─── DATA SECTION ───
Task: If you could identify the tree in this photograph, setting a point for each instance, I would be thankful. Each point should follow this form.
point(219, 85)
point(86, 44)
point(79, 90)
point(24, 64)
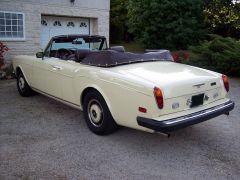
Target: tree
───
● **TASK DETAILS**
Return every line of the material above verbatim, leaving out the images.

● **RESULT**
Task: If you could identify the tree in this photograph, setting a point for each instance, I would be thankful. Each point should follow this form.
point(219, 85)
point(86, 44)
point(79, 90)
point(24, 64)
Target: tree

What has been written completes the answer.